Assignment: Please take the lines from the one holding "Target: sandy beach" through the one holding "Target: blue sky" in the data below and copy them exactly.

Available data:
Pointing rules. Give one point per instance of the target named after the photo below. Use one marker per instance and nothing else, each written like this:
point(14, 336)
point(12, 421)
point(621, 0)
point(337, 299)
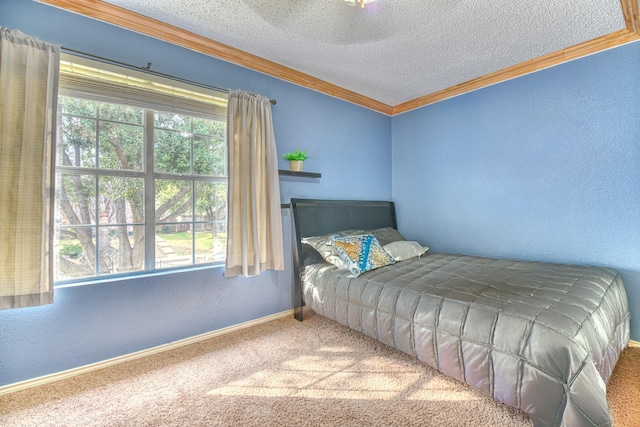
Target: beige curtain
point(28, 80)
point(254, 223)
---
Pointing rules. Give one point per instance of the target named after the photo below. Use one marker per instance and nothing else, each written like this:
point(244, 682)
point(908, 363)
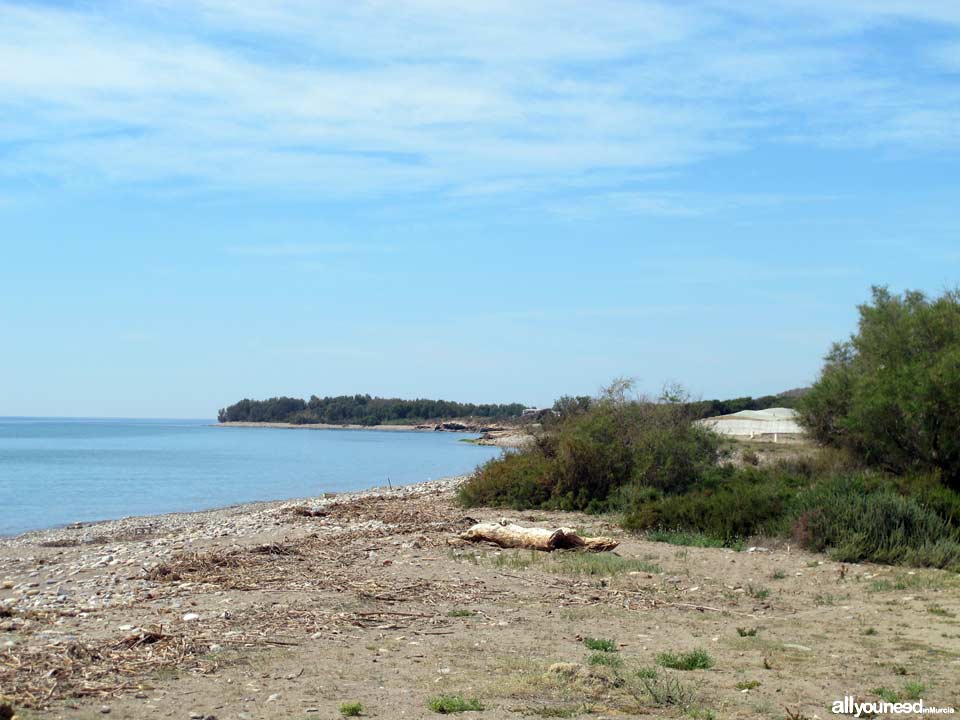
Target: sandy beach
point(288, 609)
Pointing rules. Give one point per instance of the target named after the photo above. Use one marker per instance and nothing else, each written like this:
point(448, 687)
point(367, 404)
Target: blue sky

Result of this exercise:
Target: sandy beach
point(288, 609)
Pointing rules. Give one point per instance of the target named after the photo above. Use one marker per instance and nothing else, each written like this:
point(448, 687)
point(367, 404)
Target: blue sky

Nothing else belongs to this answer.